Task goal – Quote the excerpt on the analyzer's diagnostic bugs word for word, everything from "The checkLen value" down to "of string literals.".

Reading passage –
-- Opening Marker --

The checkLen value is set depending on the type of a floating-point constant and the length of a string with the reference value of the constant. This does not take into account the length of the numeric literal of the constant being checked. As a result, the diagnostic may work incorrectly on short numbers. The correct code fragment:

const size_t checkLen = min(n, min(sampleStr.size() - 1, testStr.size()));

The last error, found on checks from the standard library, was in the V1069 diagnostic. This diagnostic looks for concatenation of different types of string literals.

The compareWithPattern lambda uses std::equal to compare prefixes of the string literal fragments. The comparison takes place backwards (it is necessary!) via reversed iterators. The problem here is that the used overload of the std::equal algorithm compares the inclusion of elements of one container in another element-by-element. It doesn't check the containers' length in advance. This overload just goes through an iterator until it hits the final iterator of the first container. If the first container is longer than the second one, we get going beyond the second container's boundary. In our case, we looked for the "u8" substring in the "u" prefix. To ensure that we don't go beyond containers' boundaries, we can use the correct overload. It checks the end iterators of both containers. But std::equal returns true, even if the containers have different lengths and their elements match. That's why we need to use std::mismatch and check both resulting iterators:

StringLiteralType GetPattern(const SubstringView& element)
{
  auto rElementItBegin = element.RBeginAsString();
  auto rElementItEnd = element.REndAsString();

  .... // 'rElementItBegin' modification

  const auto compareWithPattern =
  [&rElementItBegin, &rElementItEnd](const auto &el)
  {
    const auto &pattern = el.second;
    auto [first, second] = std::mismatch(pattern.rbegin(), pattern.rend(),
                                         rElementItBegin, rElementItEnd);
    return first == pattern.rend() || second == rElementItEnd;
  };

  const auto type = std::find_if(Patterns.begin(), Patterns.end(),
                                 compareWithPattern);
  return type != Patterns.end() ? type->first : StringLiteralType::UNKNOWN;
}

This was the last error asserts found.

Where's ASan?

All previous tests were performed with ASan enabled. However, it did not issue any warnings there. The checks from the standard library on Linux didn't show them either, which is weird.

-- Closing Marker --

Records provided –
-- Opening Marker --

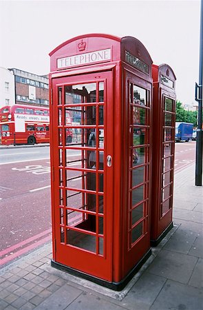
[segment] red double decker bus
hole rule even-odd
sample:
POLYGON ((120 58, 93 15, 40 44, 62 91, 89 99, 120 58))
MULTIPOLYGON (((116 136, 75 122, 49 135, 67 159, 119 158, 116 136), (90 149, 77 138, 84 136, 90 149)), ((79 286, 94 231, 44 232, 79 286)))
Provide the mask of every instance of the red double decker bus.
POLYGON ((0 109, 0 144, 49 142, 49 108, 14 105, 0 109))

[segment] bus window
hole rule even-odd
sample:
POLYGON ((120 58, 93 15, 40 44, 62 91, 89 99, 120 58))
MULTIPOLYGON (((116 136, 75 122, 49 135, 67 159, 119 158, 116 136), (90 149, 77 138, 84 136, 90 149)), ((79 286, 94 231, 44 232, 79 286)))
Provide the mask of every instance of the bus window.
POLYGON ((43 126, 36 126, 36 128, 37 132, 43 132, 44 131, 43 126))
POLYGON ((9 110, 8 109, 2 109, 1 111, 1 113, 8 113, 9 110))
POLYGON ((9 125, 2 125, 2 132, 9 132, 9 125))
POLYGON ((25 113, 26 113, 26 114, 34 114, 34 110, 33 109, 25 109, 25 113))
POLYGON ((35 110, 35 114, 37 115, 43 115, 44 114, 44 112, 42 111, 41 110, 35 110))
POLYGON ((17 107, 15 112, 16 112, 16 113, 19 113, 21 114, 23 114, 24 109, 23 107, 17 107))
POLYGON ((32 125, 27 125, 26 130, 28 130, 28 132, 32 132, 33 130, 35 130, 35 127, 32 125))

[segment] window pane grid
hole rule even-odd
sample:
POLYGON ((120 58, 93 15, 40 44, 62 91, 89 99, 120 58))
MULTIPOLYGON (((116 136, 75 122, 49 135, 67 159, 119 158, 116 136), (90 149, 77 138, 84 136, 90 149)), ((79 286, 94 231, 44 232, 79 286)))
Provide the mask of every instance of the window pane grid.
POLYGON ((97 81, 63 86, 58 93, 61 242, 100 256, 105 252, 104 85, 97 81), (72 150, 79 154, 71 157, 72 150))
POLYGON ((129 241, 130 249, 143 235, 148 214, 150 103, 148 92, 129 83, 129 241))

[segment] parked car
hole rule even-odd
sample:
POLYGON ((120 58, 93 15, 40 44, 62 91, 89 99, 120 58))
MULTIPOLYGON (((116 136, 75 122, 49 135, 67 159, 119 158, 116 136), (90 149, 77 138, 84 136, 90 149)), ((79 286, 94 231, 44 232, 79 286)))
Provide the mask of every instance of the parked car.
POLYGON ((175 123, 175 141, 189 142, 193 138, 193 124, 191 123, 175 123))

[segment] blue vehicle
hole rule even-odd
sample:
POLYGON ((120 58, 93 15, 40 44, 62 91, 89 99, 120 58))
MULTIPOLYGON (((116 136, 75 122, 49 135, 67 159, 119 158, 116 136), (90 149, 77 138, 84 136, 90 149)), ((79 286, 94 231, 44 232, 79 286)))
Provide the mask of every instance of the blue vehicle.
POLYGON ((193 123, 175 122, 175 141, 189 142, 193 139, 193 123))

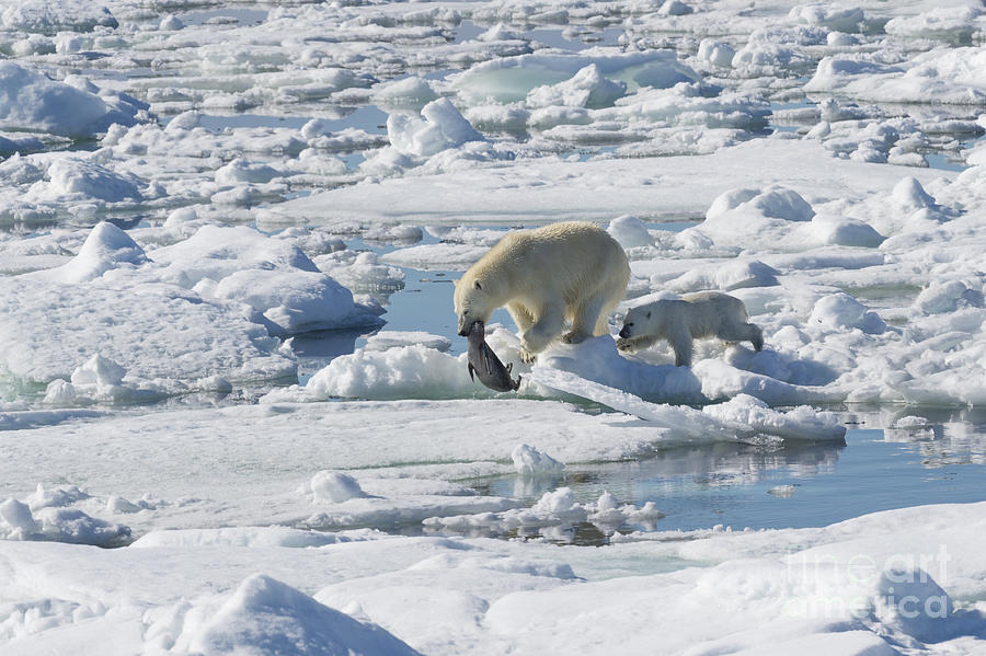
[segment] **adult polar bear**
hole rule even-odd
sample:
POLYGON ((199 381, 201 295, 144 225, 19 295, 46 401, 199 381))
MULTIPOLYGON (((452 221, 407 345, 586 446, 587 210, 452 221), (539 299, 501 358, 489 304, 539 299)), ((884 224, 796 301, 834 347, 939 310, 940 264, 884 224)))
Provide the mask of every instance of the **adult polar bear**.
POLYGON ((529 362, 559 336, 577 344, 608 333, 629 279, 623 248, 593 223, 511 232, 456 283, 459 334, 506 306, 520 330, 520 359, 529 362), (566 321, 572 327, 562 335, 566 321))

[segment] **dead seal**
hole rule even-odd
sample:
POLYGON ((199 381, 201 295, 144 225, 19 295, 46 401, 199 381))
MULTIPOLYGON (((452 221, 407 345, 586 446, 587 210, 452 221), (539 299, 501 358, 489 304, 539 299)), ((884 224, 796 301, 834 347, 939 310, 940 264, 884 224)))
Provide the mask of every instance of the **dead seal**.
POLYGON ((497 392, 513 392, 520 387, 520 377, 517 380, 511 378, 511 362, 504 366, 486 344, 486 326, 482 321, 473 322, 469 331, 469 378, 480 382, 497 392), (475 372, 475 377, 473 377, 475 372))

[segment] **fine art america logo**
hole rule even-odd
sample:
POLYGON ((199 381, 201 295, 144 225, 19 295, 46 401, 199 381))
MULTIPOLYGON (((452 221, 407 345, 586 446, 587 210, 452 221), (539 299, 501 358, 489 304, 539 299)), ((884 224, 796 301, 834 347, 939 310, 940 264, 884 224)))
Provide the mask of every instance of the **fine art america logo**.
POLYGON ((784 614, 793 618, 852 618, 890 623, 944 620, 954 609, 948 585, 951 556, 936 553, 793 553, 784 559, 784 614))

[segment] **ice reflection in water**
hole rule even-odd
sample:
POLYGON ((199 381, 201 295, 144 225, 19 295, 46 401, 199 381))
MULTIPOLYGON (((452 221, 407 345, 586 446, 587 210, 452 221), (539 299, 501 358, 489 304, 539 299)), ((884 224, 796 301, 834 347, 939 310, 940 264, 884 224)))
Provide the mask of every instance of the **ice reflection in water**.
MULTIPOLYGON (((986 424, 983 417, 948 418, 926 418, 908 428, 850 429, 846 445, 697 445, 657 451, 641 461, 573 465, 557 476, 509 475, 472 483, 482 493, 530 504, 560 486, 571 487, 584 504, 608 492, 621 504, 654 502, 665 514, 643 523, 509 531, 559 542, 606 543, 617 530, 826 526, 906 506, 979 500, 986 484, 986 424)), ((494 525, 485 534, 503 532, 494 525)))

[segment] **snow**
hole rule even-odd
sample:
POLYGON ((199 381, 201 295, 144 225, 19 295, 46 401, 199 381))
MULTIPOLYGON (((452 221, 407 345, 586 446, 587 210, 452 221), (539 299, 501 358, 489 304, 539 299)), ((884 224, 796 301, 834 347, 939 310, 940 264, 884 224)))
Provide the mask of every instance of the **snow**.
POLYGON ((3 3, 0 653, 983 652, 984 35, 971 0, 3 3), (496 393, 450 283, 559 220, 626 298, 532 364, 497 312, 496 393), (700 290, 765 347, 617 349, 700 290))

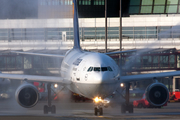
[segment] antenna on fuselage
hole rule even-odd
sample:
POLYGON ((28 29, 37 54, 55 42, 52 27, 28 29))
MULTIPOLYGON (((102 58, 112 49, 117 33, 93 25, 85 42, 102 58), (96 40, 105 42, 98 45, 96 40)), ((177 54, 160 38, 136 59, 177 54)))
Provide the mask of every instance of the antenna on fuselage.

-- Closing Marker --

Response –
The checkLen value is set depending on the type of a floating-point constant and the length of a string with the reference value of the constant. This does not take into account the length of the numeric literal of the constant being checked. As a result, the diagnostic may work incorrectly on short numbers. The correct code fragment:

const size_t checkLen = min(n, min(sampleStr.size() - 1, testStr.size()));

The last error, found on checks from the standard library, was in the V1069 diagnostic. This diagnostic looks for concatenation of different types of string literals.